▶ [What you should do]: Retype every one of the records below word for word, with nothing changed.

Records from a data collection
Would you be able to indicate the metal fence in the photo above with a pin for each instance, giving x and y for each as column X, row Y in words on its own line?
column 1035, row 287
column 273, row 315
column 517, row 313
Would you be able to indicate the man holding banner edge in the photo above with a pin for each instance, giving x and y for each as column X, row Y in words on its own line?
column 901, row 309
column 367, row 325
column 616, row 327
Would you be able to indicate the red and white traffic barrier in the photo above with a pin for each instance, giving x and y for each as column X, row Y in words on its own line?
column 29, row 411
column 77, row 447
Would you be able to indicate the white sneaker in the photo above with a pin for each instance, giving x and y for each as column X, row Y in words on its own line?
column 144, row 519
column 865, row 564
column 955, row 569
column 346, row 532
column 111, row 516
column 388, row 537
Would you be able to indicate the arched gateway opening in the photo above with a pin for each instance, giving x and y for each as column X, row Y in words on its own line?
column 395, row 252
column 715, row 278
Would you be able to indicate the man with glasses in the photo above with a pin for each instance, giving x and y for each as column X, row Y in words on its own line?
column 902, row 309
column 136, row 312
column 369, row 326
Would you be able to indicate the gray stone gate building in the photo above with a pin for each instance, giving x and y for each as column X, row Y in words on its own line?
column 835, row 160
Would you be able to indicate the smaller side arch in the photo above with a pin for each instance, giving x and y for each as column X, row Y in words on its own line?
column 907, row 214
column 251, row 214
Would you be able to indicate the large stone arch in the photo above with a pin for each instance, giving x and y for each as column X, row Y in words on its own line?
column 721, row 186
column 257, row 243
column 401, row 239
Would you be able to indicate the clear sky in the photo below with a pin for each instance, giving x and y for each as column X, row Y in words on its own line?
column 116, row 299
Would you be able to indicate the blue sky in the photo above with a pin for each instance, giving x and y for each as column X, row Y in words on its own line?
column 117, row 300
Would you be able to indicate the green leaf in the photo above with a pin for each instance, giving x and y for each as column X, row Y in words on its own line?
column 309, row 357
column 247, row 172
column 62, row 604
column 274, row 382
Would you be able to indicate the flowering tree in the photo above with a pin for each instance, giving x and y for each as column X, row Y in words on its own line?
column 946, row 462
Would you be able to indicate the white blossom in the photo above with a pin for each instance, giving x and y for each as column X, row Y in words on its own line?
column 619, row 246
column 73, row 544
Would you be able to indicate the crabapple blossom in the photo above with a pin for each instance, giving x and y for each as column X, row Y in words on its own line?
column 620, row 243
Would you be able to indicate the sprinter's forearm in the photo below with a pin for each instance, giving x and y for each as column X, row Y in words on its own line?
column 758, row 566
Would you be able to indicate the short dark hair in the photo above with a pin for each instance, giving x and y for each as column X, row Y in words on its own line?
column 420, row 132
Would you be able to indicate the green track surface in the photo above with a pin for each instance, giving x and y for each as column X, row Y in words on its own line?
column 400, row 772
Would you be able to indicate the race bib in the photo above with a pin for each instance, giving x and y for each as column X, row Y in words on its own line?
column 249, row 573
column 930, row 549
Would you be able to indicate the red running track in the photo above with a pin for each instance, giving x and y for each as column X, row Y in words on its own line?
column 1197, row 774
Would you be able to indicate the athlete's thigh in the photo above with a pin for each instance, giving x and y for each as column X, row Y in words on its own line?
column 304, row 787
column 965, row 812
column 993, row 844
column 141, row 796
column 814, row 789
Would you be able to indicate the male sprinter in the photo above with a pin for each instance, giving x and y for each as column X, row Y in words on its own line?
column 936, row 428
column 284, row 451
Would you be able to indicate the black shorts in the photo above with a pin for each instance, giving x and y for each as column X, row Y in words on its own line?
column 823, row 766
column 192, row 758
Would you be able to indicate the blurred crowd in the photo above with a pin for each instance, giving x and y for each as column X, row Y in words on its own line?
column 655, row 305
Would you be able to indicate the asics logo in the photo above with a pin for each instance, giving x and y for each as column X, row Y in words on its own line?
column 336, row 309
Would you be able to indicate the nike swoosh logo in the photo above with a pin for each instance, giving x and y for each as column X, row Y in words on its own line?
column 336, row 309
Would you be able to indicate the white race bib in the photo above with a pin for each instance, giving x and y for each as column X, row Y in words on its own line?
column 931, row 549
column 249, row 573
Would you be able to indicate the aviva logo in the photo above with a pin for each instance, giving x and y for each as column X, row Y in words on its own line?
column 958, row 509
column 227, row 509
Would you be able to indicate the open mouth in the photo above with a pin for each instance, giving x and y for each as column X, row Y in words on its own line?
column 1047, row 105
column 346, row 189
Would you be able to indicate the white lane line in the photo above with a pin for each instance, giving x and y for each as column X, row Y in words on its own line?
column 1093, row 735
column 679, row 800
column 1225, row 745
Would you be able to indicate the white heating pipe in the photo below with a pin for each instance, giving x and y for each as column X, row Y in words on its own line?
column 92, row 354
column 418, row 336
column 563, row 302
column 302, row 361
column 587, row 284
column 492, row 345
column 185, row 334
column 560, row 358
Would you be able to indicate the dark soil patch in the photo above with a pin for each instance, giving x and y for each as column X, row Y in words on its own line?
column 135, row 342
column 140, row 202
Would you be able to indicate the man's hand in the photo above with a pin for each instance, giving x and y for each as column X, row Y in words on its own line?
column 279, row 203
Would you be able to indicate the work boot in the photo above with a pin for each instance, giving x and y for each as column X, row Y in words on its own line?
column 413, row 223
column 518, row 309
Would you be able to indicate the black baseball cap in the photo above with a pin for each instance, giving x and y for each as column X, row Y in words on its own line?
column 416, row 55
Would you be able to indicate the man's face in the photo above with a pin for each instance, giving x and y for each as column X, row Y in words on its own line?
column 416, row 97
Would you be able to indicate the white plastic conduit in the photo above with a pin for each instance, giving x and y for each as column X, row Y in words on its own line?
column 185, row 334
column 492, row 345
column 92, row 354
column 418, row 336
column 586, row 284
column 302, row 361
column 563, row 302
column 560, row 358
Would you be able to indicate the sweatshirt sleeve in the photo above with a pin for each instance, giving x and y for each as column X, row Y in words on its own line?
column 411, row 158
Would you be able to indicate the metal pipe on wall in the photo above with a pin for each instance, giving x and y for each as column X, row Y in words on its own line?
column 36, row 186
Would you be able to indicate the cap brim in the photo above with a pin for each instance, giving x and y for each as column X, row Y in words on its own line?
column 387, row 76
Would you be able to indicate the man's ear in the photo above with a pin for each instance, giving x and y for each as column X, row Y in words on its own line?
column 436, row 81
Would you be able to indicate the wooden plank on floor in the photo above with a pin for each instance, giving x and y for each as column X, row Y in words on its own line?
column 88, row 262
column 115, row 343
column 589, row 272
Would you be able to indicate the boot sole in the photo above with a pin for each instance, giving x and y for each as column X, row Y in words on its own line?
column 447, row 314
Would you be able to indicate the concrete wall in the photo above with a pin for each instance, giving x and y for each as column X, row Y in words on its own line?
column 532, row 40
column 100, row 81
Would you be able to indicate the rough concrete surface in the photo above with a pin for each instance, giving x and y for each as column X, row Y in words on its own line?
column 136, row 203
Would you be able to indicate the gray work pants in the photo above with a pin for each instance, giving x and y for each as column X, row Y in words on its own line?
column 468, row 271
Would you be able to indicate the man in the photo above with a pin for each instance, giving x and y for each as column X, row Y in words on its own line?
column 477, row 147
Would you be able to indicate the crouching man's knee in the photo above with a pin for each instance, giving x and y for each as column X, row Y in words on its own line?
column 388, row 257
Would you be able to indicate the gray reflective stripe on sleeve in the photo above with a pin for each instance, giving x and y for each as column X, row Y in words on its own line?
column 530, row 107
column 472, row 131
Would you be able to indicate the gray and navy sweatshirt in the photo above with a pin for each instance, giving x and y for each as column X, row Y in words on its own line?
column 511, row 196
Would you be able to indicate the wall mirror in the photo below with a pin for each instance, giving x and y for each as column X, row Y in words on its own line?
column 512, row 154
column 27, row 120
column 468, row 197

▶ [Problem solution]:
Would you be able to indicate the metal fence in the photo above with a pin for each instance, giving x and y for each as column X, row Y in words on its own line?
column 1035, row 287
column 273, row 315
column 517, row 313
Would you be able to indicate the man holding banner edge in the photo above with a pin for each instance, giving x and y for each as column X, row Y in words on its own line?
column 901, row 309
column 367, row 325
column 616, row 327
Would you be able to indicate the red and white traffic barrier in the photo above with a pin for each instance, giving x and y for each as column X, row Y in words on its own line?
column 29, row 411
column 77, row 447
Would you be able to indicate the white sneaker in the photo above with a pin for each instance, giving x and y for each as column X, row Y in words on its own line?
column 144, row 519
column 865, row 564
column 955, row 569
column 346, row 532
column 111, row 516
column 388, row 537
Would you be able to indicate the arched gateway opening in the photo above with a pin for each instance, giving x and y for each as column X, row Y in words on its own line?
column 395, row 252
column 715, row 278
Would you be able to indicate the man with glasses in the photo above with a pin for each instance, giving x and y for each as column X, row Y in words on its own line?
column 902, row 309
column 136, row 312
column 369, row 326
Would you be able to indicate the gray stone gate building in the photo above with a pin for each instance, giving x and y for each as column X, row Y in words on its own line?
column 835, row 160
Would you be able to indicate the smaller side arch in the photo above with a pin for each instance, giving x and y for each as column X, row Y in words on its own line?
column 907, row 214
column 251, row 214
Would you be able to indicate the large stone arch in the photo above with a pin for each instance, giving x and y for each as column X, row Y in words on its own line?
column 721, row 186
column 257, row 243
column 401, row 239
Would you be able to indicate the clear sky in the photo below with a pin for each instance, giving x and y for each as column X, row Y in words on its own line?
column 116, row 299
Would you be able to indicate the blue sky in the photo above with a pin for each instance, giving x and y for each as column X, row Y in words on its own line?
column 117, row 300
Would you be able to indicate the green leaf in the photo above with a pin for each instance, giving x and y for each as column X, row Y in words on its own line?
column 309, row 357
column 247, row 172
column 62, row 604
column 274, row 382
Would you be able to indicate the flowering tree in the photo above with a pin for each instance, giving x and y for each as column X, row Y in words on its own line?
column 946, row 462
Would you be able to indicate the white blossom in the photo above with a pin for each instance, giving x and y for each as column X, row Y in words on its own line?
column 619, row 246
column 73, row 544
Would you be able to indicate the crabapple blossom in the photo above with a pin for each instance, giving x and y for each as column X, row Y in words on its own line?
column 620, row 243
Would you be able to indicate the sprinter's forearm in the photo below with a pin for each instance, giving x and y for each as column X, row Y in words on its own line?
column 758, row 566
Would you be able to indicate the short dark hair in the photo above with a pin for each instance, giving x and y for each as column X, row Y in words on its own line?
column 420, row 132
Would you be able to indicate the green track surface in the photo above with a pin for each instance, giving x and y for each as column X, row Y in words on its own line?
column 400, row 772
Would you be able to indicate the race bib in the photo above with a pin for each instance, giving x and y for each as column X, row Y in words on its own line?
column 249, row 573
column 930, row 549
Would you be able to indicate the red running track in the photo above with a pin for each instance, giving x and y for each as column X, row Y in words on its own line?
column 1197, row 774
Would you be able to indicate the athlete's thigh in the photo above with a pin for each instance, giving x and y for each as column X, row Y in words on its own line?
column 304, row 787
column 965, row 812
column 993, row 844
column 141, row 796
column 814, row 789
Would you be able to indicate the male sprinter in the photo above with a pin for each instance, giving x and y for each as column X, row Y in words on its own line?
column 936, row 428
column 284, row 451
Would you be able to indicate the black shorts in the photo above with a pin for each instance, giving x and y for each as column X, row Y in words on its own line?
column 823, row 766
column 192, row 758
Would you be able to indicate the blurred crowd in the photo above with a pin for each instance, giving x and y for each as column X, row Y in words on its own line?
column 655, row 305
Would you be able to indicate the asics logo in the photo above with a pin for each instance, giving x and y for each as column X, row Y in words on its own line?
column 336, row 309
Would you be able to indicate the nike swoosh logo in the photo above with a pin for each instance, giving x and y for each as column X, row Y in words on its own line?
column 336, row 309
Would you be able to indicate the white race bib in the photo above with a pin for each instance, giving x and y for each as column X, row Y in words on its own line?
column 931, row 549
column 249, row 573
Would you be able to indicate the aviva logo in the photo above with a pin for each instance, giving x and y for each as column X, row Y in words on its own line?
column 958, row 509
column 227, row 509
Would you be able to indicate the open mouth in the photo above with a pin for each instance, giving x and y for each as column X, row Y in words on its own line?
column 1047, row 105
column 346, row 189
Would you be able to indicate the white lane line in the photo above with a pin for each instance, giving x and y for each as column X, row Y in words on its own line?
column 1093, row 735
column 679, row 800
column 1225, row 745
Would you be able to indicate the white heating pipe in the photo below with a pin for each instance, giving x and y for each as column X, row Y in words on its own line?
column 92, row 354
column 418, row 336
column 563, row 302
column 302, row 361
column 587, row 284
column 492, row 345
column 185, row 334
column 560, row 358
Would you be able to indicate the dark soil patch in the photo above with a pin for each instance, giving x and y for each as column X, row Y in words on its own line?
column 135, row 342
column 140, row 202
Would you be able to indicate the man's hand in the photo above with a pin for each instance, giving x and y for each as column X, row Y in words on its own line?
column 279, row 203
Would you be able to indicate the work boot in the photo above with a pin for each instance, giving x and y for each as column X, row Y in words on its own line?
column 413, row 223
column 518, row 309
Would you be able to indicate the black baseball cap in the photo above with a pin for each instance, giving x and y for each as column X, row Y in words on its own line?
column 416, row 55
Would you be able to indicate the man's face in the photo above with a pin for each instance, giving x and y for each as column X, row Y in words on its own line?
column 416, row 97
Would you be able to indicate the white plastic conduit in the photo above with a pin for each instance, giving x and y for each as column X, row Y in words on its own line?
column 185, row 334
column 492, row 345
column 92, row 354
column 418, row 336
column 586, row 284
column 302, row 361
column 563, row 302
column 560, row 358
Would you be able to indicate the sweatshirt sleeve in the photo above with a pin for each instance, giving x and y for each as column X, row Y in words on its own line?
column 411, row 158
Would you be able to indicate the metal pipe on wall in the photo above with a pin for each instance, giving x and y for each as column X, row Y in words on its own line?
column 36, row 186
Would you be able to indicate the cap brim in the photo above with a pin for each instance, giving x and y for each as column X, row Y in words on its own line?
column 387, row 76
Would you be able to indicate the man's ear in the photo above with a pin for each instance, giving x and y for each as column X, row Y in words on its own line?
column 436, row 81
Would you be able to indicate the wooden plank on floor in the photo above with a pin for each instance, giving x and y for each as column X, row Y in words on its own line?
column 88, row 262
column 115, row 343
column 589, row 272
Would you be able to indicate the boot sole in the photo above with a pin for each instance, giving x and y for each as column X, row Y in words on its own line?
column 447, row 314
Would you be able to indicate the concrete wall in the photo above with a pin for each instance, giving x and y for each as column X, row Y in words on its own line?
column 532, row 40
column 100, row 81
Would you be able to indicate the rough concrete surface in the photo above with a pin for each instance, giving x and y for each as column X, row Y in words on its own line?
column 136, row 203
Would you be able to indicate the gray work pants in the photo above with a pin for each instance, giving x and y for each as column X, row Y in words on its own line?
column 468, row 271
Would you be able to indicate the man in the photo above with a pin for each instance, giving x and y for each as column X, row Y in words on its own line?
column 477, row 147
Would you be able to indicate the crouching man's knee in the photo above with a pin for each instance, giving x and y for each as column X, row Y in words on its own line?
column 388, row 257
Would you be able to indicate the gray reflective stripe on sleeve in the photo above with a pin for each instance, giving x and y for each as column X, row Y in words on its own line?
column 530, row 107
column 472, row 131
Would you be able to indicate the gray and navy sweatshirt in the photo above with a pin for each instance, giving x and y for each as column X, row Y in words on its own line?
column 511, row 196
Would you be able to indicate the wall mirror in the photo below with a pin for each instance, giving x and y for each as column X, row Y in words on its own line?
column 512, row 154
column 27, row 120
column 468, row 197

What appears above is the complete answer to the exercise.